Rows from a pointing dataset:
•••
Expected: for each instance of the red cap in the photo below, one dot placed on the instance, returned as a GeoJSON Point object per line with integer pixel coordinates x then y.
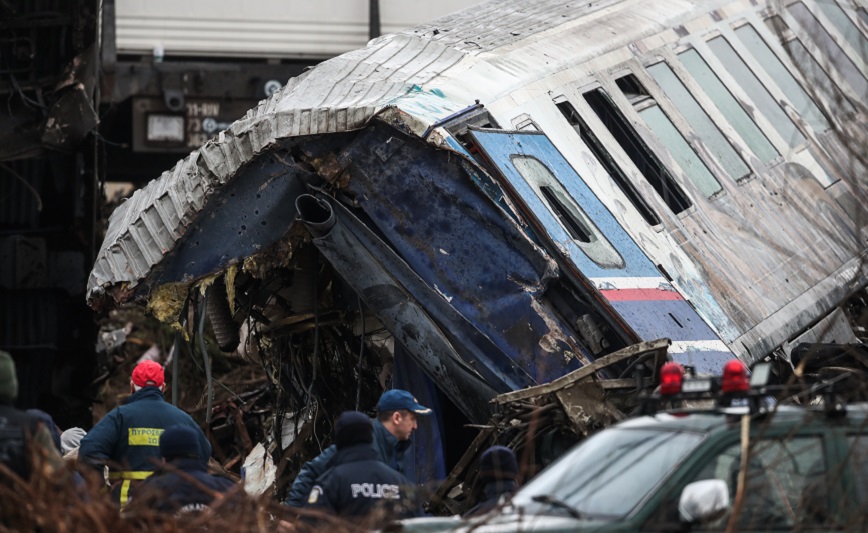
{"type": "Point", "coordinates": [148, 373]}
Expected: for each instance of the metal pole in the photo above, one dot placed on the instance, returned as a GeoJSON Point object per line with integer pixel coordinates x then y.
{"type": "Point", "coordinates": [374, 19]}
{"type": "Point", "coordinates": [176, 348]}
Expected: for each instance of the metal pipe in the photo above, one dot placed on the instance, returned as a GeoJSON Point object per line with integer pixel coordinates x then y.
{"type": "Point", "coordinates": [373, 19]}
{"type": "Point", "coordinates": [206, 359]}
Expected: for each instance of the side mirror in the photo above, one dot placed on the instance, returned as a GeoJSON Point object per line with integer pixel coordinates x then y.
{"type": "Point", "coordinates": [702, 501]}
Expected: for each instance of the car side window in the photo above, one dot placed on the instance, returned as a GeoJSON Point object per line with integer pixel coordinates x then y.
{"type": "Point", "coordinates": [857, 463]}
{"type": "Point", "coordinates": [785, 485]}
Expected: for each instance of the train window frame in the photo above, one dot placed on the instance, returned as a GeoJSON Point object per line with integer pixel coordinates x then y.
{"type": "Point", "coordinates": [663, 179]}
{"type": "Point", "coordinates": [729, 107]}
{"type": "Point", "coordinates": [524, 122]}
{"type": "Point", "coordinates": [568, 213]}
{"type": "Point", "coordinates": [819, 76]}
{"type": "Point", "coordinates": [779, 71]}
{"type": "Point", "coordinates": [713, 142]}
{"type": "Point", "coordinates": [661, 125]}
{"type": "Point", "coordinates": [605, 159]}
{"type": "Point", "coordinates": [744, 76]}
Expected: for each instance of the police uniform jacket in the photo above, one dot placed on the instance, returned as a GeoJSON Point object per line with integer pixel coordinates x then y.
{"type": "Point", "coordinates": [18, 430]}
{"type": "Point", "coordinates": [179, 487]}
{"type": "Point", "coordinates": [128, 437]}
{"type": "Point", "coordinates": [388, 449]}
{"type": "Point", "coordinates": [358, 482]}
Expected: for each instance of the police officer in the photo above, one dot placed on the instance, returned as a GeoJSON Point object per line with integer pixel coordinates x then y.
{"type": "Point", "coordinates": [182, 484]}
{"type": "Point", "coordinates": [127, 439]}
{"type": "Point", "coordinates": [357, 481]}
{"type": "Point", "coordinates": [396, 420]}
{"type": "Point", "coordinates": [21, 433]}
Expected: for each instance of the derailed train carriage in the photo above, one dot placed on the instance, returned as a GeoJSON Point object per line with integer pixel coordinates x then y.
{"type": "Point", "coordinates": [502, 197]}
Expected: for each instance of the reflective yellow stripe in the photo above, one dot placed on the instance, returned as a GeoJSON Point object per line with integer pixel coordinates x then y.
{"type": "Point", "coordinates": [144, 436]}
{"type": "Point", "coordinates": [125, 492]}
{"type": "Point", "coordinates": [141, 474]}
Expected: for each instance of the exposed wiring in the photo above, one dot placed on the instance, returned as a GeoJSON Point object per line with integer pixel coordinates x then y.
{"type": "Point", "coordinates": [361, 354]}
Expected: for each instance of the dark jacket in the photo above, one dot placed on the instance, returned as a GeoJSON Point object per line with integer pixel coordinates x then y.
{"type": "Point", "coordinates": [490, 494]}
{"type": "Point", "coordinates": [128, 437]}
{"type": "Point", "coordinates": [388, 449]}
{"type": "Point", "coordinates": [19, 431]}
{"type": "Point", "coordinates": [170, 489]}
{"type": "Point", "coordinates": [358, 482]}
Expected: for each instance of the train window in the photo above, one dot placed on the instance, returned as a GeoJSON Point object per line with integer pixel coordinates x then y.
{"type": "Point", "coordinates": [665, 130]}
{"type": "Point", "coordinates": [842, 22]}
{"type": "Point", "coordinates": [637, 150]}
{"type": "Point", "coordinates": [608, 163]}
{"type": "Point", "coordinates": [818, 80]}
{"type": "Point", "coordinates": [803, 103]}
{"type": "Point", "coordinates": [572, 218]}
{"type": "Point", "coordinates": [728, 106]}
{"type": "Point", "coordinates": [757, 91]}
{"type": "Point", "coordinates": [830, 49]}
{"type": "Point", "coordinates": [699, 120]}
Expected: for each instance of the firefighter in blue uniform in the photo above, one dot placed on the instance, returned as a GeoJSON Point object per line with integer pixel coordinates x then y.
{"type": "Point", "coordinates": [127, 439]}
{"type": "Point", "coordinates": [393, 428]}
{"type": "Point", "coordinates": [357, 482]}
{"type": "Point", "coordinates": [182, 484]}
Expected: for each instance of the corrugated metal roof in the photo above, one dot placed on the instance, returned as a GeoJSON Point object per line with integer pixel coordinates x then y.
{"type": "Point", "coordinates": [491, 49]}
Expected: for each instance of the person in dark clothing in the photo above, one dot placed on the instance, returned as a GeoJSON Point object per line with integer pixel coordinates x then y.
{"type": "Point", "coordinates": [393, 429]}
{"type": "Point", "coordinates": [127, 439]}
{"type": "Point", "coordinates": [498, 471]}
{"type": "Point", "coordinates": [182, 484]}
{"type": "Point", "coordinates": [21, 433]}
{"type": "Point", "coordinates": [52, 428]}
{"type": "Point", "coordinates": [357, 482]}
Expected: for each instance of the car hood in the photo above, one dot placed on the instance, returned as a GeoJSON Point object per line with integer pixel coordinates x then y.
{"type": "Point", "coordinates": [512, 521]}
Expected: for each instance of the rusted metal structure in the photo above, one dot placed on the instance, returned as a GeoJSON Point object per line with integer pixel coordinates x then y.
{"type": "Point", "coordinates": [496, 199]}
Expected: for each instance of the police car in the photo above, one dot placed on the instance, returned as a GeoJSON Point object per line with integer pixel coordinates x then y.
{"type": "Point", "coordinates": [745, 463]}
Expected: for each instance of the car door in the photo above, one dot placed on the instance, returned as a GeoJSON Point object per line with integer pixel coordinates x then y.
{"type": "Point", "coordinates": [556, 199]}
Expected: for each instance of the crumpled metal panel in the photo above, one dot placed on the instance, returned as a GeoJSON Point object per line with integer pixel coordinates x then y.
{"type": "Point", "coordinates": [140, 232]}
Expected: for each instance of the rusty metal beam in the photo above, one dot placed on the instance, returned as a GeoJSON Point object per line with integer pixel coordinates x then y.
{"type": "Point", "coordinates": [634, 350]}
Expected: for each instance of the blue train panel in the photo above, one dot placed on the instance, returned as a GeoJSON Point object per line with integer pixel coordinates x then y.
{"type": "Point", "coordinates": [586, 233]}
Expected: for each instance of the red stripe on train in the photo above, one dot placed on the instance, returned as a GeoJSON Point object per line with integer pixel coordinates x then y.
{"type": "Point", "coordinates": [622, 295]}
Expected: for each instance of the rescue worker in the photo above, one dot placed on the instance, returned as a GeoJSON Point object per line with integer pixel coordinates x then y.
{"type": "Point", "coordinates": [357, 482]}
{"type": "Point", "coordinates": [496, 480]}
{"type": "Point", "coordinates": [396, 420]}
{"type": "Point", "coordinates": [182, 484]}
{"type": "Point", "coordinates": [21, 433]}
{"type": "Point", "coordinates": [127, 439]}
{"type": "Point", "coordinates": [69, 442]}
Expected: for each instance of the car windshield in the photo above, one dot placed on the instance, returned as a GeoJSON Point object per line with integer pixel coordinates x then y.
{"type": "Point", "coordinates": [609, 473]}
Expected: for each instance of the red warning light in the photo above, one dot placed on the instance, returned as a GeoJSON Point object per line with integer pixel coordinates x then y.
{"type": "Point", "coordinates": [671, 377]}
{"type": "Point", "coordinates": [735, 377]}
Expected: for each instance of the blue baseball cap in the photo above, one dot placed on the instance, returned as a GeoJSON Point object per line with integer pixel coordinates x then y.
{"type": "Point", "coordinates": [397, 399]}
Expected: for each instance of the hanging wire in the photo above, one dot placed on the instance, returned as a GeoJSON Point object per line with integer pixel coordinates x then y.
{"type": "Point", "coordinates": [206, 359]}
{"type": "Point", "coordinates": [361, 354]}
{"type": "Point", "coordinates": [315, 351]}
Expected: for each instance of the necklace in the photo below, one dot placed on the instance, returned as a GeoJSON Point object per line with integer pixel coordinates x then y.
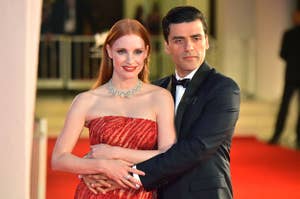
•••
Brief — Could you print, word for word, every line from the one containing "Expected: for each instance of the hanging" through the end of the entries, both ends included, leaving out the pictures?

Final result —
Expected: for each instance of the hanging wire in the photo above, one dot placed on the instance, returned as a GeoJSON Point object per line with integer pixel coordinates x then y.
{"type": "Point", "coordinates": [206, 359]}
{"type": "Point", "coordinates": [361, 354]}
{"type": "Point", "coordinates": [315, 351]}
Expected: for each instance of the necklace in the photo below, one dot placed on the instance, returned as a GeoJSON Point object per line with integer pixel coordinates x then y.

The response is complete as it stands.